Exercise aim
Please reproduce the records below, starting with the line containing "Exercise. Point out the forested" and continuing through the final line of the records.

(Dataset excerpts on object pointing)
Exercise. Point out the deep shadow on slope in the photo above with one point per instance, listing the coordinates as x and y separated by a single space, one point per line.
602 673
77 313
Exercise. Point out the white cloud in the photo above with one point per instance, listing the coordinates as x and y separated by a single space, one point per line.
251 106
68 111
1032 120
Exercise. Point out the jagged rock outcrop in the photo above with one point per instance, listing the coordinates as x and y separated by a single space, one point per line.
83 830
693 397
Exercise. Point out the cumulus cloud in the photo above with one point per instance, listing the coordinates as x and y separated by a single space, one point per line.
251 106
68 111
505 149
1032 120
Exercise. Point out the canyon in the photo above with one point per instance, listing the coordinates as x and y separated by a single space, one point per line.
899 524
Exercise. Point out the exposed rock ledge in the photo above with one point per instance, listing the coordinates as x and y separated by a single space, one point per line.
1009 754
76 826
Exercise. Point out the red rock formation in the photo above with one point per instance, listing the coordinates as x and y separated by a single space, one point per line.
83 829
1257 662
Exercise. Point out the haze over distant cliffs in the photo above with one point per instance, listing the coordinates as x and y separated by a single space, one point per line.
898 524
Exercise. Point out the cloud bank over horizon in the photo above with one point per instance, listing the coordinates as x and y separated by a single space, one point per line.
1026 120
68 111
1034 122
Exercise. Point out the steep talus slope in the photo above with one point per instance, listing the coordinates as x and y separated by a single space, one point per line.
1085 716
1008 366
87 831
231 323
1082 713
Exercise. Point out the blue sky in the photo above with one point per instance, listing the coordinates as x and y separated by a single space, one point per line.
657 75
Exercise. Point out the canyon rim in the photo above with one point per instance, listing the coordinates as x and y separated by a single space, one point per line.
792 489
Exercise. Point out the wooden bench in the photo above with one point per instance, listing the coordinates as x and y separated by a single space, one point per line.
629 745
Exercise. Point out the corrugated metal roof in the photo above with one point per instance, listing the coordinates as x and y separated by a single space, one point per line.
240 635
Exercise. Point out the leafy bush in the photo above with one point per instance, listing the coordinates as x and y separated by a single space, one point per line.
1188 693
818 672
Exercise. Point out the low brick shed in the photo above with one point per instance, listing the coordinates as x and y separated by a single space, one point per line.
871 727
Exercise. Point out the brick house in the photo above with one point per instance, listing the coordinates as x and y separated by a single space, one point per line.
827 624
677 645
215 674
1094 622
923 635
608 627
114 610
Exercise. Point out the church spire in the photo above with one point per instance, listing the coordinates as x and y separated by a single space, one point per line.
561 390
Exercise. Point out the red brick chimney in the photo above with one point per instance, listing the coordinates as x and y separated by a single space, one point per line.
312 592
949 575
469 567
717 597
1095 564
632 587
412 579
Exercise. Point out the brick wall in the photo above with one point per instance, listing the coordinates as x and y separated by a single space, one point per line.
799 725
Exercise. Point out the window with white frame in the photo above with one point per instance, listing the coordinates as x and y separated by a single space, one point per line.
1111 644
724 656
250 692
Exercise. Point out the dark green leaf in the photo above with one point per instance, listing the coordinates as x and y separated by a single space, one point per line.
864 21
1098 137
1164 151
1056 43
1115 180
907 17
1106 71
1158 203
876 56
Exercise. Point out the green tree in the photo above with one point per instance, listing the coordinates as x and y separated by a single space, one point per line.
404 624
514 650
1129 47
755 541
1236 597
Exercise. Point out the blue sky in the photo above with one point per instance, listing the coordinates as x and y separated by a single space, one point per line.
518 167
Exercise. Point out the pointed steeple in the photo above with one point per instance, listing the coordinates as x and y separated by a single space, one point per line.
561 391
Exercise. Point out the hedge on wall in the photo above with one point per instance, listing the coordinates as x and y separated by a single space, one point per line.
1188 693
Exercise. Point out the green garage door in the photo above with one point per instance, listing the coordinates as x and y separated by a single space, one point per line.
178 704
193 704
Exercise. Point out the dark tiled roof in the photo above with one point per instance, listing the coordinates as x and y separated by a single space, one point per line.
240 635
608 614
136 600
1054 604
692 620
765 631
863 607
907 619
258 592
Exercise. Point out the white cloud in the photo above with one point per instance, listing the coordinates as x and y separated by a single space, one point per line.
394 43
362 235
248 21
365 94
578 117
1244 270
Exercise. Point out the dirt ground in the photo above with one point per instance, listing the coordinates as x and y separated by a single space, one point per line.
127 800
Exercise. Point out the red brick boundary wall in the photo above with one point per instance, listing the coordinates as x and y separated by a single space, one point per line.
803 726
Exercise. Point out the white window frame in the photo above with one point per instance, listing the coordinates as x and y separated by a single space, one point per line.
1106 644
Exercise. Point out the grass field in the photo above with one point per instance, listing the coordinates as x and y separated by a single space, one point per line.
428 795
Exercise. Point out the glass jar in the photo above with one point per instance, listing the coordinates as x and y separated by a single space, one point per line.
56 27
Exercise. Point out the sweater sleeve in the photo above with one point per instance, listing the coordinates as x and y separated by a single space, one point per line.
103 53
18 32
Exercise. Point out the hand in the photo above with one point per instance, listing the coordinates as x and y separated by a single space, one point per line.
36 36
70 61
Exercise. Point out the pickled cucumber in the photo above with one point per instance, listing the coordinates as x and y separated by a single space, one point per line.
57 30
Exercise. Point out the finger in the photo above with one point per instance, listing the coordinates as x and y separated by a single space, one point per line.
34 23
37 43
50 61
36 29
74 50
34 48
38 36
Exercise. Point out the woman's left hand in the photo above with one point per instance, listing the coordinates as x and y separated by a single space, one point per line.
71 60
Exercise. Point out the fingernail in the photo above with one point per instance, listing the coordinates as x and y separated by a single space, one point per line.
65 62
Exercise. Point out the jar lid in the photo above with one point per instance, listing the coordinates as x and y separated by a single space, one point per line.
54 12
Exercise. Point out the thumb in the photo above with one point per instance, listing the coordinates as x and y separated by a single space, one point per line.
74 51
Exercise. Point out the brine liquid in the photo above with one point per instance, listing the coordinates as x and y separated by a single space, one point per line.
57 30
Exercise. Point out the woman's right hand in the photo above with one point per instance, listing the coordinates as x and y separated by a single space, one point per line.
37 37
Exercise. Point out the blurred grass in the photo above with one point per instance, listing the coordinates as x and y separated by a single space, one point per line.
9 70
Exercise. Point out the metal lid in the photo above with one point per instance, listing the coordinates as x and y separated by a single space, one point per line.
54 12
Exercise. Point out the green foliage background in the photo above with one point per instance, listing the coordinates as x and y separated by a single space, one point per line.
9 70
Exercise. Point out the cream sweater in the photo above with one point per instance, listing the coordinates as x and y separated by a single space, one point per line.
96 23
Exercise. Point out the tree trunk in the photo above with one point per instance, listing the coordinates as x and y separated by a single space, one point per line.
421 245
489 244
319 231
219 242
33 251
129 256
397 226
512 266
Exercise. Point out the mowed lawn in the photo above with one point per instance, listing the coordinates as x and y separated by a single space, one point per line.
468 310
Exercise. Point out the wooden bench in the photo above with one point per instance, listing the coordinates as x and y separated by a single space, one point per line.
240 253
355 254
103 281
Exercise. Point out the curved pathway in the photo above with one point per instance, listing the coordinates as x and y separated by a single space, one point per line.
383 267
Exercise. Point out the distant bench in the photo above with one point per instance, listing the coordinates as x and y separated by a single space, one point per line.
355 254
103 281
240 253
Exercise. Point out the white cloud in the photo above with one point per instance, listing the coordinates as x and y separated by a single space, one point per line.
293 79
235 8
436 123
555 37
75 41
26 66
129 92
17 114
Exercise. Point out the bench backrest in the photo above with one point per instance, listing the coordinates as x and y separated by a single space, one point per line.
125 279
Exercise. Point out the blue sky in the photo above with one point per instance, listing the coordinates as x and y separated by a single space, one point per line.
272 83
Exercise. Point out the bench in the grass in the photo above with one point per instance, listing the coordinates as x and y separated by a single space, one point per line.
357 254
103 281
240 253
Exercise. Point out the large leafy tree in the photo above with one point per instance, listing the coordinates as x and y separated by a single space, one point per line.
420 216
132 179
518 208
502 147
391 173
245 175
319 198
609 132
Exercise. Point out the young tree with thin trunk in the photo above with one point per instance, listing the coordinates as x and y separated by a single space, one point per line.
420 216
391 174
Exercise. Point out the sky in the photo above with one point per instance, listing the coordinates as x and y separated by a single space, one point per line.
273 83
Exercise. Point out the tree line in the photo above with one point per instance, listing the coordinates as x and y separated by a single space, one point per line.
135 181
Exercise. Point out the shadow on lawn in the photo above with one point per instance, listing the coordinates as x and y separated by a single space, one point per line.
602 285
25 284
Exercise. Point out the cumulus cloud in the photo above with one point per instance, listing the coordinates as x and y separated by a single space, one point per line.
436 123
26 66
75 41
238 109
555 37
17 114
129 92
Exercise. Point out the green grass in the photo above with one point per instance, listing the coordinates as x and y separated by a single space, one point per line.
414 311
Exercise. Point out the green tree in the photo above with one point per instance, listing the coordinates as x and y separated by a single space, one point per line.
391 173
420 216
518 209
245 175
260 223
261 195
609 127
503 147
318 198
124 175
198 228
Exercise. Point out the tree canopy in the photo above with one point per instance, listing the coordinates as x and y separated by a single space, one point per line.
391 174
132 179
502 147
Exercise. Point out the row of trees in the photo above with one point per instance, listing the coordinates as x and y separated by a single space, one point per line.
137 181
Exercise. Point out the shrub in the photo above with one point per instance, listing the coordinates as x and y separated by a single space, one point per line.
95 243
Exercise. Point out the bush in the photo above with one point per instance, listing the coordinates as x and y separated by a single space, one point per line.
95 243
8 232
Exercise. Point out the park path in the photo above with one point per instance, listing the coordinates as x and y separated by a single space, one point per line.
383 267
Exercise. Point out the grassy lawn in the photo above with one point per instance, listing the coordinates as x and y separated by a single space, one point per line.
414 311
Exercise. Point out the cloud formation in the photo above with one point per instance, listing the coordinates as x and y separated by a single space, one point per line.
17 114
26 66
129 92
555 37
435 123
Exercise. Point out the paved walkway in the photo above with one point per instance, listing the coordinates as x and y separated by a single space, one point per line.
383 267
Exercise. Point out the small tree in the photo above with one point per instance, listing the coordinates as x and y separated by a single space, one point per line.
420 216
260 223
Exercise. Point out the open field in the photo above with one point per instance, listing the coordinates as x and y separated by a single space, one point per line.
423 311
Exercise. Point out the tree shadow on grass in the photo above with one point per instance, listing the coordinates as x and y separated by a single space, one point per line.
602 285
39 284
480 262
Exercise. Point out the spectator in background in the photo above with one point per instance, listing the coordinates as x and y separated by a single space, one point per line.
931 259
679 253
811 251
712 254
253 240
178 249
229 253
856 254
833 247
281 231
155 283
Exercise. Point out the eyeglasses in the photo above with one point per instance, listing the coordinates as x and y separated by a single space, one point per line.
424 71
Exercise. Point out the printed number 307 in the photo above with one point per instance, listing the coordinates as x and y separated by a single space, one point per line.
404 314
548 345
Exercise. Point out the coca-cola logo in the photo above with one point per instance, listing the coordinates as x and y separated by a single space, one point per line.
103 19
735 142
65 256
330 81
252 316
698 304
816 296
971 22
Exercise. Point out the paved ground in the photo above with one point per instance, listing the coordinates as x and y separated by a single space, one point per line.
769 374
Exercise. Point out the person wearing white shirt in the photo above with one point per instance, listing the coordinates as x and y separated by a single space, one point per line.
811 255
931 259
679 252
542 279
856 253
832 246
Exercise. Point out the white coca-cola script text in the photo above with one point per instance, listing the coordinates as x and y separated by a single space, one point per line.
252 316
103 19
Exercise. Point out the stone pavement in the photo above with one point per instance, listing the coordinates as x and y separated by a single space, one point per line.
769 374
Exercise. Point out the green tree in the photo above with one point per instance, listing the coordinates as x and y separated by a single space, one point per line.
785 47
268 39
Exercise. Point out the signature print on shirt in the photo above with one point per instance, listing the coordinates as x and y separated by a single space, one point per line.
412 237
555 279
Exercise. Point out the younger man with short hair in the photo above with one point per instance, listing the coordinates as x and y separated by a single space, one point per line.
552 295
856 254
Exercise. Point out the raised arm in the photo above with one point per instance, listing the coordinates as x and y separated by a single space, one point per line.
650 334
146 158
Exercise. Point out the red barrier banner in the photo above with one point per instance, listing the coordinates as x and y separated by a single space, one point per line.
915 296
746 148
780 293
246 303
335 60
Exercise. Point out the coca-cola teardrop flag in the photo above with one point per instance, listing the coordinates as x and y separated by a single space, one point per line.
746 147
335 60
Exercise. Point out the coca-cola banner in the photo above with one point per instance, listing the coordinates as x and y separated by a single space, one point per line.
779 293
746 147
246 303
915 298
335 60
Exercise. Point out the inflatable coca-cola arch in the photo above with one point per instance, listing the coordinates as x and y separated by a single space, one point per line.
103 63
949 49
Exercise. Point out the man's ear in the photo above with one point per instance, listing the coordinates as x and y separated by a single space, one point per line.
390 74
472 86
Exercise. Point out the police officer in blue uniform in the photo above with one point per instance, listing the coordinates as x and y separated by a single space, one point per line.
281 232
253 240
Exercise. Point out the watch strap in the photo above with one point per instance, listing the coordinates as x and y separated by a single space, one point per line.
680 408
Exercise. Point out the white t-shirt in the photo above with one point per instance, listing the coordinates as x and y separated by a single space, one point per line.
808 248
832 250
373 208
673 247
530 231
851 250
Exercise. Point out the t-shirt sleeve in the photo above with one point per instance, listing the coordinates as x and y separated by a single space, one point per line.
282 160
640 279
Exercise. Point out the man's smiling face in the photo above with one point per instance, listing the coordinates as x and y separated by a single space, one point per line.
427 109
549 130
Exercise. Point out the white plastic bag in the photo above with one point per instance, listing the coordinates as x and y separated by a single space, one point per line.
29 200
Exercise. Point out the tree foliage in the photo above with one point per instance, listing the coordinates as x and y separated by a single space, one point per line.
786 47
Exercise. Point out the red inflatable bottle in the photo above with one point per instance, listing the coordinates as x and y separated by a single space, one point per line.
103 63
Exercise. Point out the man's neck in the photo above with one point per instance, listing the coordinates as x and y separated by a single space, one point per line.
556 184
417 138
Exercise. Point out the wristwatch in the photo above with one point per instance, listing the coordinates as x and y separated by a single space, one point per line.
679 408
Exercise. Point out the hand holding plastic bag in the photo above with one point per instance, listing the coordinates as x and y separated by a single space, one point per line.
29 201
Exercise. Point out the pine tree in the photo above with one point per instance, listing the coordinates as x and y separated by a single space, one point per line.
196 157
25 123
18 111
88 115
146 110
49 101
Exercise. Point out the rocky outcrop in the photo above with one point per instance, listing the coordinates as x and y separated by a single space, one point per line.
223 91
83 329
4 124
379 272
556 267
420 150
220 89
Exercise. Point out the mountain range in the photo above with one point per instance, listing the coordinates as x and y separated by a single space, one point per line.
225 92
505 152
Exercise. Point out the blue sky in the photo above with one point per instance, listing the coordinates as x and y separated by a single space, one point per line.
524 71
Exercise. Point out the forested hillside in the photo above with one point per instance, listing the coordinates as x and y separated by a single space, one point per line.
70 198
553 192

Response
Exercise. Point out the forested hillside in the photo above with one point per instance, listing the coordinates as x and y separated by a single space, one point per line.
70 198
553 192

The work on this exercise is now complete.